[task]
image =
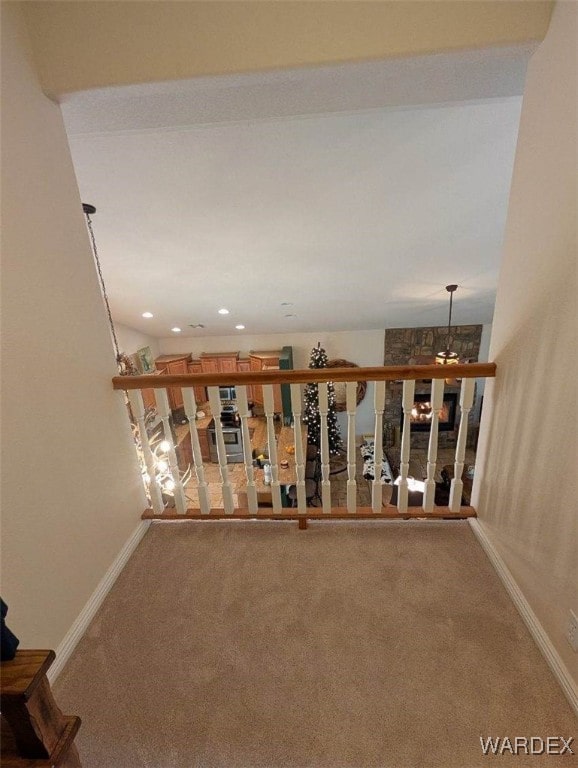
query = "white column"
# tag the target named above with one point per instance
(137, 405)
(299, 457)
(378, 406)
(191, 414)
(227, 490)
(407, 404)
(164, 412)
(243, 406)
(325, 483)
(269, 405)
(437, 401)
(351, 405)
(466, 400)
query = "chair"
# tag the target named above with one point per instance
(312, 452)
(312, 470)
(311, 493)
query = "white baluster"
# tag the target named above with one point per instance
(379, 407)
(299, 457)
(190, 406)
(164, 412)
(325, 483)
(437, 401)
(226, 488)
(243, 406)
(466, 401)
(407, 404)
(137, 405)
(269, 405)
(351, 405)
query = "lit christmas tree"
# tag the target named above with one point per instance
(311, 415)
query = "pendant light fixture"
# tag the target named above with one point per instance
(447, 357)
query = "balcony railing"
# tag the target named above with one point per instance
(288, 495)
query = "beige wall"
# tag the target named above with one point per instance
(88, 44)
(129, 340)
(362, 347)
(527, 499)
(71, 493)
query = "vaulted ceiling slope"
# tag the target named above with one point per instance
(353, 193)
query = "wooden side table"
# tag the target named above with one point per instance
(34, 731)
(467, 482)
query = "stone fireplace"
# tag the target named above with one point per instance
(405, 346)
(422, 413)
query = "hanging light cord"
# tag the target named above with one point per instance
(448, 343)
(88, 209)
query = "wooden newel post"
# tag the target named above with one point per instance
(33, 727)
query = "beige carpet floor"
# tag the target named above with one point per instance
(254, 645)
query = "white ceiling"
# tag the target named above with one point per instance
(354, 193)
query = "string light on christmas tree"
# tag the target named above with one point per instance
(311, 417)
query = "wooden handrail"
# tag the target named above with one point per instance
(308, 375)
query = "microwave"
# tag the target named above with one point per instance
(227, 393)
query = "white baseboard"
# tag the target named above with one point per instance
(553, 658)
(84, 618)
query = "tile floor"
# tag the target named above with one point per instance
(236, 472)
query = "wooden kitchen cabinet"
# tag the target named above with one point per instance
(244, 366)
(173, 364)
(219, 362)
(148, 395)
(194, 366)
(266, 361)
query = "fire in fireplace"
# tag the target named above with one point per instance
(422, 413)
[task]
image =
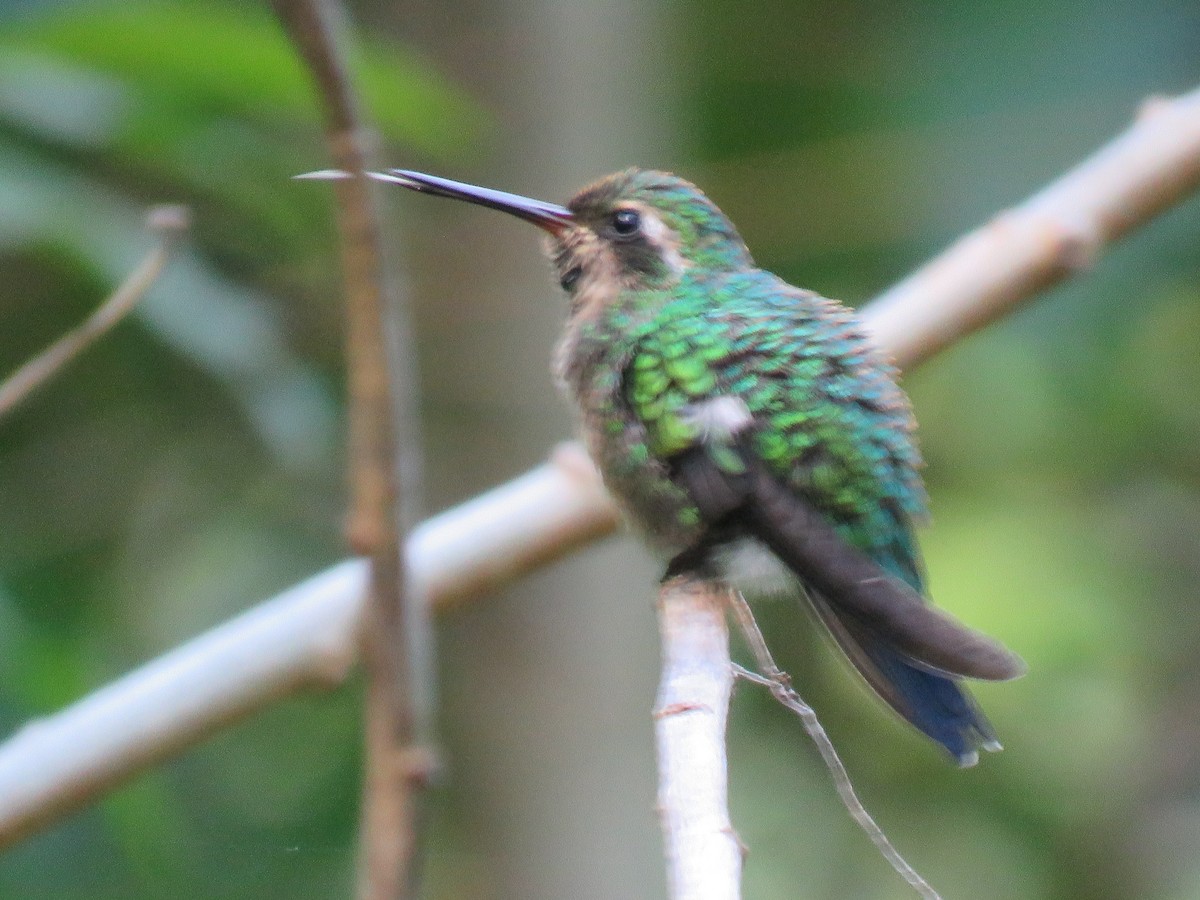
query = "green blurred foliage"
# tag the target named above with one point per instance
(191, 462)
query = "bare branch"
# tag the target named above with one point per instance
(396, 649)
(780, 687)
(1057, 232)
(556, 509)
(702, 851)
(305, 637)
(168, 222)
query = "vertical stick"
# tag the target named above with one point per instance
(702, 851)
(394, 624)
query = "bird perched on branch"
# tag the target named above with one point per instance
(736, 418)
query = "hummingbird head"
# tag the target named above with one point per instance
(633, 231)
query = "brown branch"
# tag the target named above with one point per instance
(168, 222)
(395, 653)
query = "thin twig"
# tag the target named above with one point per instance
(780, 687)
(168, 222)
(382, 402)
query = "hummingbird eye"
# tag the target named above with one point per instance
(627, 222)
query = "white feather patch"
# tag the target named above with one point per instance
(719, 419)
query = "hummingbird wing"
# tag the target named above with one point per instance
(778, 420)
(846, 581)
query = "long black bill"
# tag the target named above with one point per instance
(550, 216)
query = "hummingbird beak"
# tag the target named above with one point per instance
(549, 216)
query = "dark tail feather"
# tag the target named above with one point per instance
(811, 547)
(934, 703)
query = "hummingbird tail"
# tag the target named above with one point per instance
(935, 703)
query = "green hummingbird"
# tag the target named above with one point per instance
(745, 425)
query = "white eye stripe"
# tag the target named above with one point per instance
(664, 239)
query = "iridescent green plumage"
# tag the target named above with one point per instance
(726, 408)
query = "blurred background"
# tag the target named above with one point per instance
(192, 463)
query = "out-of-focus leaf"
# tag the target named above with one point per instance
(233, 60)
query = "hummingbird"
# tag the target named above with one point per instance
(745, 425)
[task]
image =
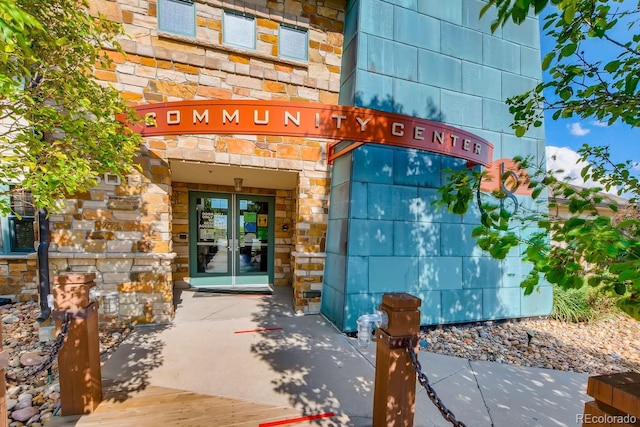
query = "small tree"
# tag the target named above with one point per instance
(59, 129)
(588, 247)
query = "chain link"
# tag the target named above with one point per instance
(424, 381)
(31, 372)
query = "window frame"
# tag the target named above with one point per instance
(226, 13)
(191, 34)
(7, 231)
(306, 41)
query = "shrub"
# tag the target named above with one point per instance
(580, 305)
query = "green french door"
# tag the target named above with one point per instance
(230, 239)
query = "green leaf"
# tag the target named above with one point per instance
(620, 288)
(569, 49)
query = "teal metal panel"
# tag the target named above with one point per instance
(392, 274)
(461, 109)
(530, 62)
(471, 17)
(461, 42)
(335, 271)
(462, 305)
(481, 81)
(408, 4)
(380, 202)
(501, 303)
(427, 211)
(403, 202)
(374, 164)
(391, 58)
(341, 171)
(376, 17)
(526, 33)
(539, 303)
(457, 240)
(416, 239)
(450, 10)
(501, 54)
(431, 308)
(370, 237)
(417, 30)
(417, 100)
(374, 91)
(439, 70)
(440, 273)
(339, 206)
(416, 168)
(496, 116)
(514, 271)
(481, 272)
(357, 274)
(359, 200)
(514, 84)
(337, 236)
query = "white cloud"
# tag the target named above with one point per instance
(576, 129)
(565, 165)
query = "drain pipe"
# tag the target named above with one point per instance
(43, 265)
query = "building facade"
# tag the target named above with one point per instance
(249, 176)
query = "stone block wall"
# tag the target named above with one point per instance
(18, 278)
(128, 232)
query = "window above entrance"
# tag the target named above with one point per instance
(239, 30)
(177, 17)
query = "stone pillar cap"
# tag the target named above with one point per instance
(74, 278)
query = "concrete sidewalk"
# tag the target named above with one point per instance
(303, 362)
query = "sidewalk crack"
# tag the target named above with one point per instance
(481, 394)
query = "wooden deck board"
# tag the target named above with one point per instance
(156, 406)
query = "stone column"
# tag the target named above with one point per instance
(4, 361)
(395, 380)
(79, 358)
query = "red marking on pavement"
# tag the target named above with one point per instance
(296, 420)
(258, 330)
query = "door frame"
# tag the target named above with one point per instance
(234, 278)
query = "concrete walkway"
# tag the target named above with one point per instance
(304, 363)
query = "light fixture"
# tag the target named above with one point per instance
(237, 184)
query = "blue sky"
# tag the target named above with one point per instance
(565, 136)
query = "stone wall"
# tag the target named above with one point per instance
(18, 278)
(128, 232)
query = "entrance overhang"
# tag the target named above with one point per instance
(206, 173)
(312, 120)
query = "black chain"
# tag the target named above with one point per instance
(424, 381)
(33, 371)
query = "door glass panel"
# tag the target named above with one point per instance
(253, 226)
(213, 234)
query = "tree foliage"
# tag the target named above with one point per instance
(587, 245)
(59, 129)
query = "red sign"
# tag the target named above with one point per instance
(358, 125)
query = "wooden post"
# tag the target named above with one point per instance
(617, 400)
(79, 358)
(395, 380)
(4, 362)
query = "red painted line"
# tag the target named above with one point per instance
(258, 330)
(296, 420)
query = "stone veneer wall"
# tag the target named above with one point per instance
(18, 277)
(126, 232)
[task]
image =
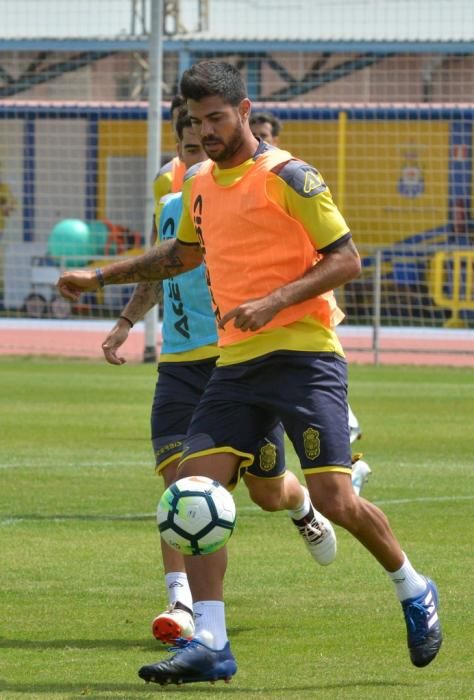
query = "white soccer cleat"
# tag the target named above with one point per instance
(173, 624)
(319, 536)
(360, 475)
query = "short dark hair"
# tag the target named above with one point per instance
(266, 117)
(177, 101)
(213, 78)
(183, 121)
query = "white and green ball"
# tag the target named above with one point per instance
(196, 515)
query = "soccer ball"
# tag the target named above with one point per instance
(196, 515)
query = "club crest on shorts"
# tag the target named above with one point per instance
(268, 457)
(312, 444)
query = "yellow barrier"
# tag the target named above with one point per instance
(460, 265)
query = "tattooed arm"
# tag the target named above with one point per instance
(169, 259)
(145, 296)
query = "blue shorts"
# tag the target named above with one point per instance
(179, 389)
(306, 391)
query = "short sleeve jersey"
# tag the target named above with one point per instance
(323, 223)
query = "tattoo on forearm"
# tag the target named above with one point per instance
(158, 264)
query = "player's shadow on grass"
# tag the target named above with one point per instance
(78, 516)
(87, 689)
(149, 646)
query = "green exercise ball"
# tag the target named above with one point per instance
(70, 239)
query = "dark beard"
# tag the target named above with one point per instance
(230, 148)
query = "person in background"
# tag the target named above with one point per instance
(267, 127)
(279, 359)
(170, 176)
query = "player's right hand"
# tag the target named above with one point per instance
(117, 336)
(72, 283)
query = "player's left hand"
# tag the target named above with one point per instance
(251, 315)
(72, 283)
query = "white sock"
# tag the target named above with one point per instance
(178, 588)
(209, 618)
(302, 510)
(408, 583)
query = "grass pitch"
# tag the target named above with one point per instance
(81, 577)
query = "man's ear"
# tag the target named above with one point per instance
(244, 109)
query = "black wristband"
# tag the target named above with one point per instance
(127, 320)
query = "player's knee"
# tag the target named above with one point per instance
(341, 511)
(264, 496)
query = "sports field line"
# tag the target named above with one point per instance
(12, 519)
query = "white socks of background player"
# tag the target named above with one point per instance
(209, 619)
(178, 589)
(408, 583)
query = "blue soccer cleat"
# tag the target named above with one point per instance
(424, 634)
(194, 663)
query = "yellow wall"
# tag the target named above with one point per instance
(375, 154)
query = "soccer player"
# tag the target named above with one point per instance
(170, 176)
(188, 356)
(267, 126)
(275, 246)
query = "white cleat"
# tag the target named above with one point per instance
(319, 537)
(173, 624)
(360, 475)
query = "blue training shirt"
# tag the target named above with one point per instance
(188, 317)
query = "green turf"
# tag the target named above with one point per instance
(80, 572)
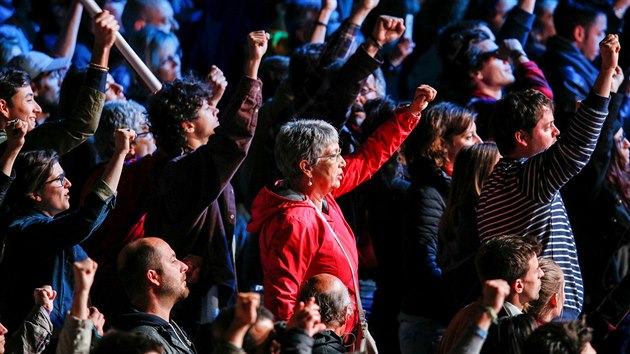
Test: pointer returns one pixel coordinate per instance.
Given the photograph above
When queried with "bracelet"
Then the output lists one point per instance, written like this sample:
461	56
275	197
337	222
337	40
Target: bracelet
98	67
371	38
493	314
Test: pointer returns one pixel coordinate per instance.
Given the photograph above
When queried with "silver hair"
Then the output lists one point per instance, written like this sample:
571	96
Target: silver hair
117	115
304	139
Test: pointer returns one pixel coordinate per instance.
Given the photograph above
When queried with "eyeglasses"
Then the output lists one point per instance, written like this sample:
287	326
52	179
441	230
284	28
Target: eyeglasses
621	139
143	134
335	157
61	180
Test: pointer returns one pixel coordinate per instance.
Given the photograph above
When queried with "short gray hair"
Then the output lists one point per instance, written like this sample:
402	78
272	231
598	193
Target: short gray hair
304	139
331	295
117	115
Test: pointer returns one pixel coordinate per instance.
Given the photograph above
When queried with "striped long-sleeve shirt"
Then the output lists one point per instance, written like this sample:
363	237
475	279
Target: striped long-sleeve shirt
521	196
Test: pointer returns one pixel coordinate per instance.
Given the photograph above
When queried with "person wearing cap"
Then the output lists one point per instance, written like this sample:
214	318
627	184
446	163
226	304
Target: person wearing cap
46	76
485	69
17	99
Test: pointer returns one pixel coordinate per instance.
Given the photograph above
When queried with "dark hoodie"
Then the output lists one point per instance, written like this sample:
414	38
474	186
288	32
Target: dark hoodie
169	334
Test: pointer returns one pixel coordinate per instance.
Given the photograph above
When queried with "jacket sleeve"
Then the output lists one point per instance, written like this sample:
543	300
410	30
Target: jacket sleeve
549	170
296	341
189	184
33	335
81	124
529	76
376	150
287	251
75	336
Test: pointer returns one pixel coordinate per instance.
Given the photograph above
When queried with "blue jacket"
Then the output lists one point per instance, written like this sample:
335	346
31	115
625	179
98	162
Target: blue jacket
41	250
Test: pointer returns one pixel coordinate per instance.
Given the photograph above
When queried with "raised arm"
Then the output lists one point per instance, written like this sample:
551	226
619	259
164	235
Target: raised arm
319	32
379	147
609	49
15	140
82	122
547	172
75	336
218	84
257	44
35	332
123	139
67	39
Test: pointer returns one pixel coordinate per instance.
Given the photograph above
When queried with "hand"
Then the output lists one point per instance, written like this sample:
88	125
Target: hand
369	4
194	264
45	297
511	48
218	83
403	49
123	139
617	79
609	48
98	319
494	293
307	317
257	42
16	130
388	29
424	95
329	5
84	272
246	310
105	28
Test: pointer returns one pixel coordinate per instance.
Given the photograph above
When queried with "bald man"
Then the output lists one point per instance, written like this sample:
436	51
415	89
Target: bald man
336	308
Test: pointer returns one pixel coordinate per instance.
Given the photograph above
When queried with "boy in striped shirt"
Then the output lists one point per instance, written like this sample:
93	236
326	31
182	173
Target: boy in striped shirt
521	196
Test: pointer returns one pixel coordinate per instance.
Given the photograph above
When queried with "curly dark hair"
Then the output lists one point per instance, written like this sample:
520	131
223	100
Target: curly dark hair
517	111
11	79
177	102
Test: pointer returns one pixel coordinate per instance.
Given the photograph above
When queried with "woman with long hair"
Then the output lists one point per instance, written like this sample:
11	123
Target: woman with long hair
430	152
458	237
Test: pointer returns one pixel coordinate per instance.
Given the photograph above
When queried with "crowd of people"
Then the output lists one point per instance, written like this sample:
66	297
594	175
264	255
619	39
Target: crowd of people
468	158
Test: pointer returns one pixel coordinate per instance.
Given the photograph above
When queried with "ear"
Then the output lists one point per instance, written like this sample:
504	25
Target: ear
34	88
306	167
475	75
153	277
521	137
139	24
579	33
188	126
4	108
518	286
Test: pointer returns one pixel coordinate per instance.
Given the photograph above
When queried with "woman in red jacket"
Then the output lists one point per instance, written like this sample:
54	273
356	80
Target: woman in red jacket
301	228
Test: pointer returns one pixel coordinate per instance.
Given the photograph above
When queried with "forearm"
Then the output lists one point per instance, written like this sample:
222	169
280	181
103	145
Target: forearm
601	87
75	336
7	159
112	173
359	15
79	308
67	39
33	335
319	32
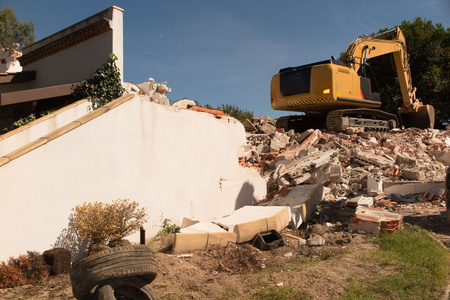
+++
(Task to carry out) Within this data, count the lines that include the string "grass" and write the number with nothing else.

(Your solution) 2